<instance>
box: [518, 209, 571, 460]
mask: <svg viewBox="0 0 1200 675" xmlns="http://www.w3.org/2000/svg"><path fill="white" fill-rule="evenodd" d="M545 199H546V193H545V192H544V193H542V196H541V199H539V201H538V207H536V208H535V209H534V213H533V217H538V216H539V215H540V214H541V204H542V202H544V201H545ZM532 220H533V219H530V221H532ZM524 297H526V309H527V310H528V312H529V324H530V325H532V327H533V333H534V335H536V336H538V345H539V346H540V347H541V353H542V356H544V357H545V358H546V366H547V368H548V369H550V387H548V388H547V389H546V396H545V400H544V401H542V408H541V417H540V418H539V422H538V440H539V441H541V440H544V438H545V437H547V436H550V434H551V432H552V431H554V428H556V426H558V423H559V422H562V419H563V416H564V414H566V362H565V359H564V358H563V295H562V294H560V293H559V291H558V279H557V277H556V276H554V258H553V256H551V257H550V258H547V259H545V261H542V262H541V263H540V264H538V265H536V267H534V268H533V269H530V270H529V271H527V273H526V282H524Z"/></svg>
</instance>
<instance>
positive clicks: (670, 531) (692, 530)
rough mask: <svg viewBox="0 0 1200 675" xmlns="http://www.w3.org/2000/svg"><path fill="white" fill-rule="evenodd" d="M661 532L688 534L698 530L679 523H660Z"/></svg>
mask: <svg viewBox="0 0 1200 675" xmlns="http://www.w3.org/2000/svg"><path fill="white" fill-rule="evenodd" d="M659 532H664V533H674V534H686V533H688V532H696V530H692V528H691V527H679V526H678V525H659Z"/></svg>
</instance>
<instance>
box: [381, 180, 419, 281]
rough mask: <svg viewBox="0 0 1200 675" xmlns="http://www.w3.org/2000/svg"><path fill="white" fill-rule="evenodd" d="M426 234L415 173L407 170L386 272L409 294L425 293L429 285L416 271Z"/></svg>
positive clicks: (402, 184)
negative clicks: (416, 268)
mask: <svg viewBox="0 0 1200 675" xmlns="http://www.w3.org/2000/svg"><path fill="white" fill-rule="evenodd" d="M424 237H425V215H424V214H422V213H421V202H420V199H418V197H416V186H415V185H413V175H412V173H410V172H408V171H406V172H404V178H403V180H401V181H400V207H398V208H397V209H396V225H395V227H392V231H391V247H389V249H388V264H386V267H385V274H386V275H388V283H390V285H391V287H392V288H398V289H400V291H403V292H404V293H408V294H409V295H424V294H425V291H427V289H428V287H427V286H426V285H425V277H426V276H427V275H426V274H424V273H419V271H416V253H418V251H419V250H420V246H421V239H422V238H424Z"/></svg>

Work to complete: Where a line above holds the word "positive", copy it.

Answer to this task:
positive clicks: (670, 531) (692, 530)
positive clicks: (402, 184)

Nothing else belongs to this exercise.